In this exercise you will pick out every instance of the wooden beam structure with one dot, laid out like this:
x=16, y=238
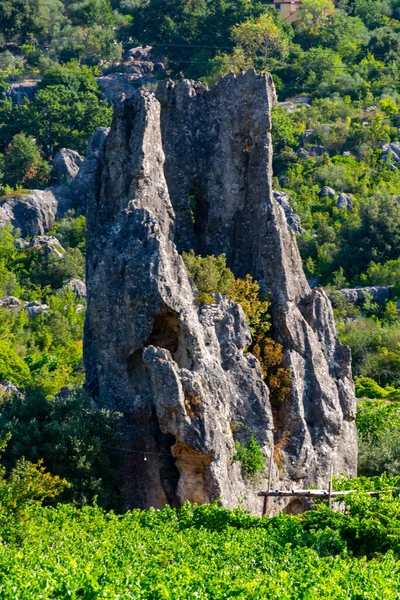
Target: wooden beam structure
x=315, y=494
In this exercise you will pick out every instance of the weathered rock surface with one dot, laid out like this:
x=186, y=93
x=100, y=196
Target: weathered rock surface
x=9, y=389
x=293, y=220
x=35, y=212
x=47, y=244
x=66, y=165
x=345, y=202
x=10, y=303
x=36, y=308
x=327, y=192
x=77, y=286
x=391, y=152
x=180, y=373
x=19, y=92
x=358, y=295
x=86, y=176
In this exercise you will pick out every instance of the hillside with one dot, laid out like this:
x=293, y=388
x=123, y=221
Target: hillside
x=146, y=193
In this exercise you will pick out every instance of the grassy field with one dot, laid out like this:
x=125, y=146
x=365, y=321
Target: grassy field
x=204, y=553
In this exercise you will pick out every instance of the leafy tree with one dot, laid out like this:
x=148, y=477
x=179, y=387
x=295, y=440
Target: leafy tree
x=313, y=16
x=250, y=456
x=376, y=239
x=370, y=11
x=260, y=40
x=72, y=436
x=23, y=163
x=12, y=366
x=30, y=19
x=210, y=274
x=285, y=131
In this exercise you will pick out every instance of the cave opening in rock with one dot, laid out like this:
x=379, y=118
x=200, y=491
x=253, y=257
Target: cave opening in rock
x=168, y=333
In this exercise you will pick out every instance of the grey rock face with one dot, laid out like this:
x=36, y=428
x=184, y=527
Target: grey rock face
x=391, y=152
x=293, y=220
x=358, y=295
x=327, y=192
x=77, y=286
x=9, y=389
x=303, y=153
x=19, y=92
x=86, y=176
x=36, y=308
x=66, y=165
x=47, y=244
x=35, y=212
x=10, y=303
x=180, y=373
x=345, y=202
x=317, y=150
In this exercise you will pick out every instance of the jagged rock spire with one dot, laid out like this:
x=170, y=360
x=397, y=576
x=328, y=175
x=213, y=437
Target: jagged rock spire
x=184, y=168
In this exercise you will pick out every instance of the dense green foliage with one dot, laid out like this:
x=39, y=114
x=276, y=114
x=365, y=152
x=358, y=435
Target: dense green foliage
x=204, y=552
x=344, y=63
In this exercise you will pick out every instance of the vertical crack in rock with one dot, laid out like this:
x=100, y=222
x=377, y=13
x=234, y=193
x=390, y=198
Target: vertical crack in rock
x=184, y=168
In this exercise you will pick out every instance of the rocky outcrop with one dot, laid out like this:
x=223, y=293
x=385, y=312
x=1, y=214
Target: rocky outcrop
x=359, y=295
x=87, y=174
x=77, y=286
x=391, y=152
x=345, y=202
x=191, y=168
x=10, y=303
x=36, y=308
x=9, y=389
x=46, y=245
x=293, y=220
x=23, y=91
x=35, y=211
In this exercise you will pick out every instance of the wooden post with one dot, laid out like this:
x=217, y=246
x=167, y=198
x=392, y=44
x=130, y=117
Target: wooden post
x=265, y=506
x=330, y=488
x=270, y=469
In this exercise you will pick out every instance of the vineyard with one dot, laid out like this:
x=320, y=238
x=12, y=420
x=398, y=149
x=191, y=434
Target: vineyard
x=205, y=553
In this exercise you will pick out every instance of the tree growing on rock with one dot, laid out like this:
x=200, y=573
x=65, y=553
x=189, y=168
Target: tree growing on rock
x=23, y=163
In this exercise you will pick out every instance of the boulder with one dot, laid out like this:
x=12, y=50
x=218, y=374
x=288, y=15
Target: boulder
x=302, y=153
x=86, y=177
x=117, y=86
x=391, y=152
x=293, y=220
x=10, y=303
x=22, y=91
x=66, y=165
x=358, y=295
x=345, y=202
x=77, y=286
x=318, y=150
x=9, y=389
x=327, y=192
x=35, y=211
x=36, y=308
x=178, y=373
x=47, y=245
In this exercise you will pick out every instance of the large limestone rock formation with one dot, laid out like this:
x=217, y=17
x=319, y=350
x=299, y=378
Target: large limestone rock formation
x=191, y=168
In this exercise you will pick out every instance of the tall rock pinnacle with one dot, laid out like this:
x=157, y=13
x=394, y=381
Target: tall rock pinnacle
x=185, y=168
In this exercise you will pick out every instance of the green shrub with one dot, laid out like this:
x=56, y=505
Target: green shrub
x=12, y=366
x=250, y=456
x=368, y=388
x=210, y=274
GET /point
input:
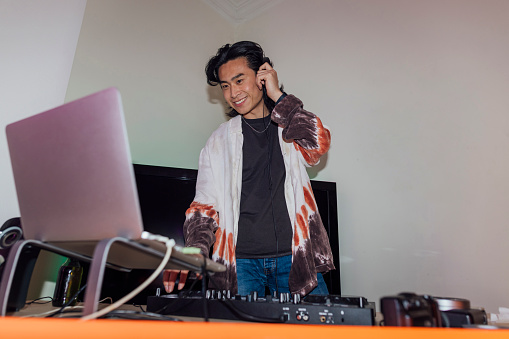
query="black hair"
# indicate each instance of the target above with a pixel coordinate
(243, 49)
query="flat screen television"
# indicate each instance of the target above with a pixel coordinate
(165, 194)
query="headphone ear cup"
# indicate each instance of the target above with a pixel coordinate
(10, 233)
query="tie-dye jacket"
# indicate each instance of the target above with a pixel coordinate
(213, 216)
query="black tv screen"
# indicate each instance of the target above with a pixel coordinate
(165, 194)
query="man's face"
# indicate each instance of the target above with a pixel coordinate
(240, 88)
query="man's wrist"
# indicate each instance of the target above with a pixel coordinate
(281, 97)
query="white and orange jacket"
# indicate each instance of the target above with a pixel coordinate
(214, 214)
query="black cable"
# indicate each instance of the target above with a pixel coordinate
(135, 315)
(203, 289)
(35, 301)
(61, 310)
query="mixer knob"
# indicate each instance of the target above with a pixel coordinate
(296, 298)
(284, 297)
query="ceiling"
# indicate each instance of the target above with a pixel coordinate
(238, 11)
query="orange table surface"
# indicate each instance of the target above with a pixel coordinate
(15, 327)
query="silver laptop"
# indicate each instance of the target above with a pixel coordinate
(73, 173)
(75, 180)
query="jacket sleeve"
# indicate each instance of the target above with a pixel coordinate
(304, 128)
(202, 218)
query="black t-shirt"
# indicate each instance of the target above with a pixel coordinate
(264, 225)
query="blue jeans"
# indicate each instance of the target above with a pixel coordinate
(256, 274)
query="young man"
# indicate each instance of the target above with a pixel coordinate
(254, 200)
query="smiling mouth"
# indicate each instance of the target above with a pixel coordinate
(237, 103)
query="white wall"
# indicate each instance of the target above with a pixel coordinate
(416, 95)
(37, 45)
(414, 92)
(155, 52)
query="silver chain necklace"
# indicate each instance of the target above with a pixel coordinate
(254, 129)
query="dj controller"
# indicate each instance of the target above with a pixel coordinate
(285, 308)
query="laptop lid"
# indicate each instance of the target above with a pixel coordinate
(73, 172)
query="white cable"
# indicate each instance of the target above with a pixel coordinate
(169, 246)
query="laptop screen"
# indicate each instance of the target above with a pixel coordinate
(73, 171)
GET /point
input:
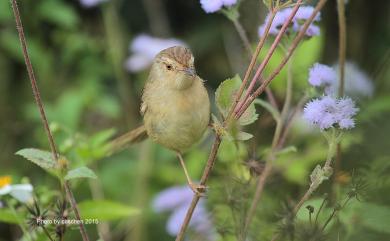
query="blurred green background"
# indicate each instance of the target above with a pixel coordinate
(79, 58)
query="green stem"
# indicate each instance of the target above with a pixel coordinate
(20, 222)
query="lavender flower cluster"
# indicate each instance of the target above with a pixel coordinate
(177, 200)
(328, 111)
(281, 17)
(212, 6)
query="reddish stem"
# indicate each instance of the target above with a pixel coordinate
(269, 55)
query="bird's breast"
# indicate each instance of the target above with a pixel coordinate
(177, 119)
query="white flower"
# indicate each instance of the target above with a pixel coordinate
(21, 192)
(145, 48)
(357, 83)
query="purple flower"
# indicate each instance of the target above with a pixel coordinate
(357, 82)
(301, 16)
(327, 112)
(91, 3)
(212, 6)
(145, 48)
(178, 199)
(321, 75)
(229, 3)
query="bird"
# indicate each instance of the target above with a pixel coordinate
(175, 106)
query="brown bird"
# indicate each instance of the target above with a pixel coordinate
(175, 106)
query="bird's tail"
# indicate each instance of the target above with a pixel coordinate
(123, 141)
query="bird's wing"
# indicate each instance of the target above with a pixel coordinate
(143, 109)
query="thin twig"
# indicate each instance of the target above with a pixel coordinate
(244, 37)
(31, 75)
(268, 168)
(39, 103)
(259, 190)
(268, 56)
(217, 142)
(205, 176)
(76, 211)
(252, 63)
(342, 58)
(290, 121)
(291, 50)
(342, 44)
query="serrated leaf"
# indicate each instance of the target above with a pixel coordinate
(81, 172)
(226, 93)
(249, 116)
(105, 210)
(41, 158)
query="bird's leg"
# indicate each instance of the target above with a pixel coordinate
(196, 188)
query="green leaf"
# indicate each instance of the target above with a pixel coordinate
(375, 217)
(7, 216)
(41, 158)
(59, 13)
(249, 116)
(81, 172)
(105, 210)
(287, 150)
(274, 112)
(225, 95)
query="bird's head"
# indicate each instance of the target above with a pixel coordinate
(175, 66)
■ ■ ■ ■ ■ ■ ■
- DIRECTIVE -
Show each line of the listing above that contains the word "bird", copied in full.

- RESPONSE TO THIS TASK -
query="bird's breast"
query="bird"
query="brown bird"
query="bird's tail"
query="bird's wing"
query="bird's leg"
query="bird's head"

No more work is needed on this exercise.